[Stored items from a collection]
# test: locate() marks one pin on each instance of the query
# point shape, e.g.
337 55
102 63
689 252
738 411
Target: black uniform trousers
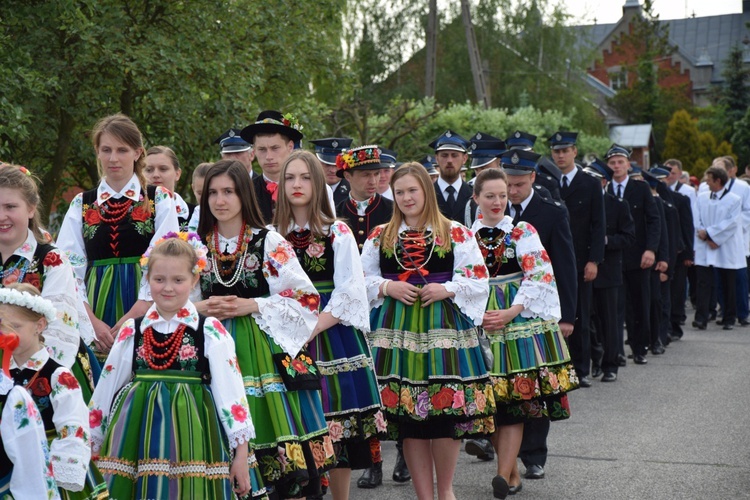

§ **GOAL OF THE EXERCISE**: Leave every picture out and write out, word for word, the lines from the one that contains "# point shape, e.g." through the last line of the records.

§ **ANSWER TO THE EXERCISE**:
# point shape, e.g.
337 55
102 63
689 252
738 411
Target: black uniform trousers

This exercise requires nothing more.